# GIVEN INFORMATION:

-- -- --

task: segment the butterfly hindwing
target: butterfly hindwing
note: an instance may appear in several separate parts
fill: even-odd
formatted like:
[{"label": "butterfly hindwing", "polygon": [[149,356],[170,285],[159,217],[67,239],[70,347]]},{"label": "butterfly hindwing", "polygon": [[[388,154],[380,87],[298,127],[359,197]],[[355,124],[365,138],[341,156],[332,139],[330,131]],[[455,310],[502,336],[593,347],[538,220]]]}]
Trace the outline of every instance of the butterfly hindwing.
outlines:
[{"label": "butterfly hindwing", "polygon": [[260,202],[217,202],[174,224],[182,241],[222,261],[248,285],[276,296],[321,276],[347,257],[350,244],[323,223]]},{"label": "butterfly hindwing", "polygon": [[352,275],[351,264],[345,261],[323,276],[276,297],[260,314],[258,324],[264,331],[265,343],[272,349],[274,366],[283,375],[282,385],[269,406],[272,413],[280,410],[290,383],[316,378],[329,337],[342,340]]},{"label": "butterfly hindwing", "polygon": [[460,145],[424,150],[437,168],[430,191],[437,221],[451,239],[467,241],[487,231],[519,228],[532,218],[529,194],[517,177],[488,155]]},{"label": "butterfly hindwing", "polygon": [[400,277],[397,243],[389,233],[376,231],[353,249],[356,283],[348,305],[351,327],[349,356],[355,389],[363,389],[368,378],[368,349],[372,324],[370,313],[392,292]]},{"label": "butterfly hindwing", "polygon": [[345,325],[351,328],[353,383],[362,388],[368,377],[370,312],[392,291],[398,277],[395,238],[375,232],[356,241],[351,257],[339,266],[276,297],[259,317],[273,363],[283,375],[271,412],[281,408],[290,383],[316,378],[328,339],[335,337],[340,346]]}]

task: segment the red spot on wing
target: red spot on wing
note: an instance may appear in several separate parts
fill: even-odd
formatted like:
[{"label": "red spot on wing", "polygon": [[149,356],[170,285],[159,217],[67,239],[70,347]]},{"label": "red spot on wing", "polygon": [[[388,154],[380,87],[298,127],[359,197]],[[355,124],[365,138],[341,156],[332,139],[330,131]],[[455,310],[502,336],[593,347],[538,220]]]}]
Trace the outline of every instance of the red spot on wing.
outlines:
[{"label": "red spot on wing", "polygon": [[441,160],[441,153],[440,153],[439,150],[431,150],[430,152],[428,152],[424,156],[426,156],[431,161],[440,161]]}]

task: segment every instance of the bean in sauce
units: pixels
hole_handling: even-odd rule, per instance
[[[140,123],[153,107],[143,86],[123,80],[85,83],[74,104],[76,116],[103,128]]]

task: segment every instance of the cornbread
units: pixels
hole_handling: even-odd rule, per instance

-- -- --

# WORK INSTRUCTIONS:
Beginning at the first line of the records, retype exactly every line up to and including the one with "Trace the outline of every instance of the butterfly".

# SOLUTION:
task: segment the butterfly hindwing
target: butterfly hindwing
note: an instance may appear in several separate parts
fill: even-odd
formatted like:
[{"label": "butterfly hindwing", "polygon": [[149,356],[170,285],[159,217],[67,239],[70,347]]},{"label": "butterfly hindwing", "polygon": [[[388,154],[380,87],[298,127],[359,197]],[[355,124],[365,138],[341,156],[332,139],[330,131]],[[455,310],[502,336],[593,347],[538,220]]]}]
Trace the outline of every instance of the butterfly hindwing.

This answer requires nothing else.